→ 本文
生じる反強磁性結合の大きさは、安定化層、スペーサ層、および磁性層の組成・膜厚、成膜条件(圧力・雰囲気など)、各層の平滑性等の種々の要因に依存する。なお、この安定化層およびスペーサ層の対を1対のみ設けてもよく、磁性層間に反強磁性結合が生じる限り、安定化層およびスペーサ層の対を更に追加することも可能である。
【0026】
安定化層は、主成分たるコバルト(Co)にクロム(Cr)、タンタル(Ta)、白金(Pt)、ボロン(B)、および銅(Cu)のうちの少なくとも1種以上が添加された合金またはこれらの混合物から成る磁性膜であることが好ましい。該合金の具体的には、CoCr、CoCrTa、CoCrPt、CoCrPtTa等が挙げられる。上記の通り、反強磁性結合の大きさは安定化層の膜厚・組成等に依存して変化するため、安定化層の膜厚・組成等はより大きな反強磁性結合が得られる膜厚・組成等であるように選択することができる。特に、より高い反強磁性結合が得られる膜厚として、安定化層の膜厚は、2nm以上15nm以下であることが好ましく、4nm以上12nm以下であることがより好ましい。また、安定化層の残留磁化が前記磁性層の残留磁化よりも小さく、かつ前記安定化層の保持力が前記磁性層の保磁力よりも小さいことが好ましい。安定化層の磁化の向きは磁性層の磁化の向きにより変化するため、磁性層の磁化が安定化層の磁化よりも安定でなければならないからである。なお、安定化層および磁性層の残留磁化の大きさは、これらの膜の組成・膜厚、成膜条件等により異なるが、本発明の磁気記録媒体において特に限定されるものではない。安定化層は、DCスパッタ法、電子ビーム蒸着法等の慣用の方法により形成することができる。
【0027】
スペーサ層は、ルテニウム(Ru)、レニウム(Re)、およびオスミウム(Os)またはこれらのうちの少なくとも1種を含む合金またはこれらの混合物から成る非磁性膜であることが好ましい。上記の通り、反強磁性結合の大きさはスペーサ層の膜厚・組成等に依存して変化するため、スペーサ層の膜厚はより大きな反強磁性結合が得られる膜厚・組成等であるように選択することができる。より高い反強磁性結合が得られる膜厚として、該スペーサ層の膜厚は0.5nm以上1.2nm以下であることが好ましく、より好ましくは0.7nm以上0.9nmm以下である。また、スペーサ層の結晶構造は六方晶構造であることが好ましい。Coを主成分とする合金からなる安定化層および磁性層は六方晶の結晶構造を有しているため、これらの膜とスペーサ層との連続的な結晶成長を促し、結果として媒体ノイズの低減化を図るためである。スペーサ層14は、DCスパッタ法、電子ビーム蒸着法等の慣用の方法により形成することができる。

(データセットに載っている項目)
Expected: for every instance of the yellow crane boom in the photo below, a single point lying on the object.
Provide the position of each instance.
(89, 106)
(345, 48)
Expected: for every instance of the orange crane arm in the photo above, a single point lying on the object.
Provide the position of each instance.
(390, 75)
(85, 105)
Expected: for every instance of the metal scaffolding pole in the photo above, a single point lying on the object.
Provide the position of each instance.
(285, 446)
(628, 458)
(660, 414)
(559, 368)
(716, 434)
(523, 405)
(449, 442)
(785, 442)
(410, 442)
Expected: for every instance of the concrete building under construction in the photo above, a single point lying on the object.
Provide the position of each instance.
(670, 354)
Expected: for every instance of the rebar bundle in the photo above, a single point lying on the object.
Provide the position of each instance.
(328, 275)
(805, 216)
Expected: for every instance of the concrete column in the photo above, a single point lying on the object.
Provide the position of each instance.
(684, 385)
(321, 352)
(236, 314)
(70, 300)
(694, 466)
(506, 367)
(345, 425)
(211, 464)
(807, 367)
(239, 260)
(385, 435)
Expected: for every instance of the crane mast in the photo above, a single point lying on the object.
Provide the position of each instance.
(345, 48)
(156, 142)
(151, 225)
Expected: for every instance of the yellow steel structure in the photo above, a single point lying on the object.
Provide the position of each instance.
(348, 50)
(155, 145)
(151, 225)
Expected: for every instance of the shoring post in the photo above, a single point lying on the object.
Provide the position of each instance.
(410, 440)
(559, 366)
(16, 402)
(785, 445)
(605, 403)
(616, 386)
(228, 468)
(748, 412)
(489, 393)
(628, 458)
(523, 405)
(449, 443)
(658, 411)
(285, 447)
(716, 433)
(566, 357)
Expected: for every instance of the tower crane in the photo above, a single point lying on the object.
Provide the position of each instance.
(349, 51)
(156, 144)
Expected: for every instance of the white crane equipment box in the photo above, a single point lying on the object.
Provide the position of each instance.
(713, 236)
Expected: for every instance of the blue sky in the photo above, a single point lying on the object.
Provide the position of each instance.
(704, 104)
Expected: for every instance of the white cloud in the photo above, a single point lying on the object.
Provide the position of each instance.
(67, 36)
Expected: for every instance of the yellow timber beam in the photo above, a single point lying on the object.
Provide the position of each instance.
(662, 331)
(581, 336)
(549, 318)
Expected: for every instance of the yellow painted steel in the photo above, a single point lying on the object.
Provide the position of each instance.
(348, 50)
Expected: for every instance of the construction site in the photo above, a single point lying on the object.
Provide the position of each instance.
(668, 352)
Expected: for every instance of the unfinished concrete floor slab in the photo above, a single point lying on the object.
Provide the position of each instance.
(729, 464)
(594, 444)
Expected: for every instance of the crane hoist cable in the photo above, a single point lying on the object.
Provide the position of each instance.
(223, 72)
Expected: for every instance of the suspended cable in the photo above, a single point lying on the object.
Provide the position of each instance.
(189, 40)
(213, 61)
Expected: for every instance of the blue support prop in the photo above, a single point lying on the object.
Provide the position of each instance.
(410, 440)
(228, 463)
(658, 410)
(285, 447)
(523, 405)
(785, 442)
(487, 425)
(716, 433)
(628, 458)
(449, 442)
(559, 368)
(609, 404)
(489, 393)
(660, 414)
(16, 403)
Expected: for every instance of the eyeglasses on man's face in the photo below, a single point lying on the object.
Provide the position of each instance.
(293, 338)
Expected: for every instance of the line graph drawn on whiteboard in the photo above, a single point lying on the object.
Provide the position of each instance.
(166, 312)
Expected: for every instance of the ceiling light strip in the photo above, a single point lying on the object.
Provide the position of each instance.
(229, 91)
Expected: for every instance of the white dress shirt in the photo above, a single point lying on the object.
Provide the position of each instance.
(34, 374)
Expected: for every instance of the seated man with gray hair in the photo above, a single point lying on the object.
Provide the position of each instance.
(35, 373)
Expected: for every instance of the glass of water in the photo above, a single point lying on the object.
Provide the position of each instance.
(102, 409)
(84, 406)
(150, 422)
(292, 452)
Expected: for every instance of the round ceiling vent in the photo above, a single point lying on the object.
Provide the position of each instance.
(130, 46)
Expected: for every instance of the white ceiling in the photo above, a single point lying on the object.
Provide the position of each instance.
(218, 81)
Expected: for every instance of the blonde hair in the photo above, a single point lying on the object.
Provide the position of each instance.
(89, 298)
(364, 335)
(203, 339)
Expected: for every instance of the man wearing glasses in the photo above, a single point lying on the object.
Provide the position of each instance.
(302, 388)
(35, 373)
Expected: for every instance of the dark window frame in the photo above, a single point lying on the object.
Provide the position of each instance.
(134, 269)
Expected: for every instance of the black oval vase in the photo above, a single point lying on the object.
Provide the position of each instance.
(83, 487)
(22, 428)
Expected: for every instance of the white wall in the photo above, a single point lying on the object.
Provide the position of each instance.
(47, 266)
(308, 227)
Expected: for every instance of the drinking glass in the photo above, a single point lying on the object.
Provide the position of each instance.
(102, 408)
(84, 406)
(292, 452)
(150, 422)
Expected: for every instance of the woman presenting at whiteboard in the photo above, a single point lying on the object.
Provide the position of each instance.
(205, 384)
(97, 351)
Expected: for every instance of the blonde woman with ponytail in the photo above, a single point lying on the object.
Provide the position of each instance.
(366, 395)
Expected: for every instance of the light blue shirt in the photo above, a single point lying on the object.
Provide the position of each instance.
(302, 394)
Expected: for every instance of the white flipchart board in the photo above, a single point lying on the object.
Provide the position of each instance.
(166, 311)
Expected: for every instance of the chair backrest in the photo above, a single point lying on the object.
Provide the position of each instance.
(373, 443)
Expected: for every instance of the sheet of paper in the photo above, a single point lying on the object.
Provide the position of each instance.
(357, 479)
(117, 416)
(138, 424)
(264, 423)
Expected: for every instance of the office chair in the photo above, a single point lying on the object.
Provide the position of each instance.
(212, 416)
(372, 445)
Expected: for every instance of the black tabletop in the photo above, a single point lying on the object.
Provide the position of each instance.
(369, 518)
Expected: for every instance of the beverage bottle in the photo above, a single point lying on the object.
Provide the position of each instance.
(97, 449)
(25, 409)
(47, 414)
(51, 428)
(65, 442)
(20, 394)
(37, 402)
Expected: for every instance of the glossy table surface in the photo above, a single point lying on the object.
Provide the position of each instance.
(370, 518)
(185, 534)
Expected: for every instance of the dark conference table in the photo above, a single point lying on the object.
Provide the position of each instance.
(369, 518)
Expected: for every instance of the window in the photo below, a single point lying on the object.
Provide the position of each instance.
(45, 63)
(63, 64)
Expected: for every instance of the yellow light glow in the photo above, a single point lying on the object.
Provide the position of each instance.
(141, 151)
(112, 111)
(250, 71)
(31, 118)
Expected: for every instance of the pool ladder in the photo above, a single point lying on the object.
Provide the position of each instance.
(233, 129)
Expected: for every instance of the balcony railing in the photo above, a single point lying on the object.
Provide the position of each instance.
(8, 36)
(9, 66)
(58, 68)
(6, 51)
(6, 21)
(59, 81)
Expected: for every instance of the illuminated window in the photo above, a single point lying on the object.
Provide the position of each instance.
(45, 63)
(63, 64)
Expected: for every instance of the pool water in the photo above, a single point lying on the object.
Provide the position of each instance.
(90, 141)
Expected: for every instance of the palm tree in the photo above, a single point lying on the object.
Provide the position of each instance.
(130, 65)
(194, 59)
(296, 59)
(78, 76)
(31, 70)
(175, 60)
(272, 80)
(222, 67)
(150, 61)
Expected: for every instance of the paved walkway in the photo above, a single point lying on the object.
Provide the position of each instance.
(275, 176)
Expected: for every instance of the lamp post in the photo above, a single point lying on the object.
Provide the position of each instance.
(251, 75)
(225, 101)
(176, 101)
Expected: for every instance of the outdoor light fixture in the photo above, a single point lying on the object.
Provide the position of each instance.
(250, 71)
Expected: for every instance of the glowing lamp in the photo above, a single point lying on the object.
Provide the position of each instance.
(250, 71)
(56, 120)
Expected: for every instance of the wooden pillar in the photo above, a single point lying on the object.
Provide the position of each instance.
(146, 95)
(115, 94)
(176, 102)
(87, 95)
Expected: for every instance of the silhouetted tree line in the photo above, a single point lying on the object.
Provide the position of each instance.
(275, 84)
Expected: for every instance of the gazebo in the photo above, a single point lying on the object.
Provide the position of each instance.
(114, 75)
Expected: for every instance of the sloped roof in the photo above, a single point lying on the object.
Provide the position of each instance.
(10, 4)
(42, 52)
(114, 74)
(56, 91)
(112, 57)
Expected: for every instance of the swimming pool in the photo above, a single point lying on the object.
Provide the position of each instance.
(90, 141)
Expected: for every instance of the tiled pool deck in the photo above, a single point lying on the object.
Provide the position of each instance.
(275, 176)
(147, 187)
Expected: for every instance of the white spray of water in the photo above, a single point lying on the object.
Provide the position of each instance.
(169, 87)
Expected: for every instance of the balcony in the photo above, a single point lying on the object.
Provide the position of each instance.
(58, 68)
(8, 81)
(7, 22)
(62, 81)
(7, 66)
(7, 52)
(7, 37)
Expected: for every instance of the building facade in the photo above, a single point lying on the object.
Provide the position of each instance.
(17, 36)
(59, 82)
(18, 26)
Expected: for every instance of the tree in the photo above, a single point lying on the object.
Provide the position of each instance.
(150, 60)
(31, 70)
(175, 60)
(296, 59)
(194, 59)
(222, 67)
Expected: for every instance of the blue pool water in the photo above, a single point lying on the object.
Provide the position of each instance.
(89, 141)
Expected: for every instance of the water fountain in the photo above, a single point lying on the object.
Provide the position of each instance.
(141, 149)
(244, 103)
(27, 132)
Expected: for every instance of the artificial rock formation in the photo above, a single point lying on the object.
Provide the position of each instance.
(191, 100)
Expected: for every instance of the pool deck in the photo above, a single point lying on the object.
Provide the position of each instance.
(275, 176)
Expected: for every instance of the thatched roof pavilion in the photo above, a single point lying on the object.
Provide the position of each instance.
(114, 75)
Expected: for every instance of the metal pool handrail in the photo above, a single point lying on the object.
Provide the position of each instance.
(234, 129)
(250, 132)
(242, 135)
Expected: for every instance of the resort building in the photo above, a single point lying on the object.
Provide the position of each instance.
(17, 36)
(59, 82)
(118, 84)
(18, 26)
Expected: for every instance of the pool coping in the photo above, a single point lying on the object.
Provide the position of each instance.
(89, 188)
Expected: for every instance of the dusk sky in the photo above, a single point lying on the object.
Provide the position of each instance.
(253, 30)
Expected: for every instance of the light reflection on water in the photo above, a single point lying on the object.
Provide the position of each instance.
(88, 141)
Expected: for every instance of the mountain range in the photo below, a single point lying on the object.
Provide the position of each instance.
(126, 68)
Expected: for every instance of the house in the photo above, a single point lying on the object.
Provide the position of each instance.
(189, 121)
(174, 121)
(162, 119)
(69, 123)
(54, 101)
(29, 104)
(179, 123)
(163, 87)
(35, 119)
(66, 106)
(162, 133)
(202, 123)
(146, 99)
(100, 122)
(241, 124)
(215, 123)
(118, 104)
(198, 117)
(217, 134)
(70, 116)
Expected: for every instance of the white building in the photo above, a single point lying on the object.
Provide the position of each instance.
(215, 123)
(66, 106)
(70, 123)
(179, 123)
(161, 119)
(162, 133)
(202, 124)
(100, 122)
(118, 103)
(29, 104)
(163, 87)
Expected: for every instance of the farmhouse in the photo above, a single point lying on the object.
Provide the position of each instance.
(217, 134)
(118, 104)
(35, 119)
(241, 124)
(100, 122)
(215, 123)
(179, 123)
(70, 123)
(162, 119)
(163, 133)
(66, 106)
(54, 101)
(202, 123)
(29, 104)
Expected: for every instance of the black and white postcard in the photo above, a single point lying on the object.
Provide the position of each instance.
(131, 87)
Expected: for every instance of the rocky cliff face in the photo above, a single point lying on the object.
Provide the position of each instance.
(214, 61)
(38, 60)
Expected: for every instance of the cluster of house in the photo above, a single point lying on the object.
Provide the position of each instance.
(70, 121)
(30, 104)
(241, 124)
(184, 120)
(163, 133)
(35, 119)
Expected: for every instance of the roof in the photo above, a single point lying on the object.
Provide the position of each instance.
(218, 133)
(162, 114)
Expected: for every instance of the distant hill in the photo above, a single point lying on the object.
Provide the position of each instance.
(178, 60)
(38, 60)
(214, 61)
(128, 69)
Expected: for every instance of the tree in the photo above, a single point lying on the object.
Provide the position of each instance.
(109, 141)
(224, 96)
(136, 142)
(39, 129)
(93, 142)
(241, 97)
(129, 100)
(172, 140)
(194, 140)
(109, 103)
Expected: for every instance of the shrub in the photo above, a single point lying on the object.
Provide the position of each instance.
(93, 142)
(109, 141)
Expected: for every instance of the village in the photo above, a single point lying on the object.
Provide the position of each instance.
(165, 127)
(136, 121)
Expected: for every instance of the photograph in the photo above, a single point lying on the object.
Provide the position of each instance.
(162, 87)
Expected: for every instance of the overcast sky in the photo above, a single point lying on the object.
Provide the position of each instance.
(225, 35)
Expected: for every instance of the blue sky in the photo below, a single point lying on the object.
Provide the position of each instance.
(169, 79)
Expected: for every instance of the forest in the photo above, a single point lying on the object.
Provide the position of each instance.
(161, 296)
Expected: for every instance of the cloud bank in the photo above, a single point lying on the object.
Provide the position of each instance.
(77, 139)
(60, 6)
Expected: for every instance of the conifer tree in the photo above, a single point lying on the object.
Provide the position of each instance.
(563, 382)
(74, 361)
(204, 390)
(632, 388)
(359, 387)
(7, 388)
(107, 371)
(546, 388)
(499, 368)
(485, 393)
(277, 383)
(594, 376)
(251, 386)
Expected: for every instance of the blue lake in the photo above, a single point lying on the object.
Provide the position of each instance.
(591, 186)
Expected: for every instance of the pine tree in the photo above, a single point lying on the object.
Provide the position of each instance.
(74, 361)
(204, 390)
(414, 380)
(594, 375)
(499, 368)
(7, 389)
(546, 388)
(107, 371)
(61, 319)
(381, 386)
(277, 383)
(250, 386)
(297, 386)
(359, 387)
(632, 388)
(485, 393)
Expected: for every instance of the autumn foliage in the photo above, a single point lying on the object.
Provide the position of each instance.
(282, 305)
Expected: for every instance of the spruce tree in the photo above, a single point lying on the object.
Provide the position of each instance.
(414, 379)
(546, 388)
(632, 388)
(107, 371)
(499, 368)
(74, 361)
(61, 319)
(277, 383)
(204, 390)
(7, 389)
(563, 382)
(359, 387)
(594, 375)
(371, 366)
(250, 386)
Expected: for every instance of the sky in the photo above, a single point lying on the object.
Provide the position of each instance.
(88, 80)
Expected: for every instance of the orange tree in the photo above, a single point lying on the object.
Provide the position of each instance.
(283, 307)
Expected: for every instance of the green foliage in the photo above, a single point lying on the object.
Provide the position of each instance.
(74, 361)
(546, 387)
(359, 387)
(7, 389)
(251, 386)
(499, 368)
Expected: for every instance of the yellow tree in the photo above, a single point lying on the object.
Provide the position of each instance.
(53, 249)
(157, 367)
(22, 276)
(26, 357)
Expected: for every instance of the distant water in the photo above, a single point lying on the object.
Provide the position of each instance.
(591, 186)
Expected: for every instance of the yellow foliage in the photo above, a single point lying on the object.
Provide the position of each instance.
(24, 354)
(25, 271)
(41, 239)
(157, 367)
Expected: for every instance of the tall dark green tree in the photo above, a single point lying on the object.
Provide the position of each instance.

→ やること
1) 一覧から、「lamp」という文字列を含む行をすべて集めてください。大文字と小文字は区別します。
2) 磁気記録媒体の層についての文章を、最後の文のあとから続けて書いてください。
この一覧は、磁気記録媒体の層についての文章とはまったく関係がありません。

→ 答え
1)
Expected: for every instance of the lamp post in the photo above, a single point lying on the object.
Expected: for every instance of the glowing lamp in the photo above, a single point lying on the object.

2)
【0028】
磁性層は、情報を記録・再生するための層(磁気記録層)である。磁性層は、主成分たるコバルト(Co)にクロム(Cr)、タンタル(Ta)、白金(Pt)、ボロン(B)および銅(Cu)のうちの少なくとも1種以上が添加された合金またはこれらの混合物から成る磁性膜であることが好ましい。該合金の具体例としては、CoCr、CoCrTa、CoCrPt、CoCrPtTa等が挙げられる。また、上記の通り、安定化層の残留磁化が磁性層の残留磁化よりも小さく、かつ安定化層の保持力が磁性層の保磁力よりも小さいことが好ましい。さらに、上記の通り、反強磁性結合の大きさは磁性層の膜厚・組成等に依存して変化するため、磁性層の膜厚・組成等はより大きな反強磁性結合が得られる膜厚・組成等であるように選択することができる。磁性層15は、DCスパッタ法、電子ビーム蒸着法等の慣用の方法により形成することができる。
【0029】
本発明の磁気記録媒体において、磁性層の上に保護層を設けることが好ましい。保護層は、磁性層をヘッドの衝撃、外界の腐食性物質などの腐食から保護するためのものである。このような機能を提供できるいかなる成分から形成されていてよく特に限定するものではないが、具体的には、炭素、窒素含有炭素、水素含有炭素などが好ましい。保護層の厚さは典型的には10nm以下であり、単層でも多層でもよい。保護層は、スパッタ法、CVD法、FCA法等により形成することができる。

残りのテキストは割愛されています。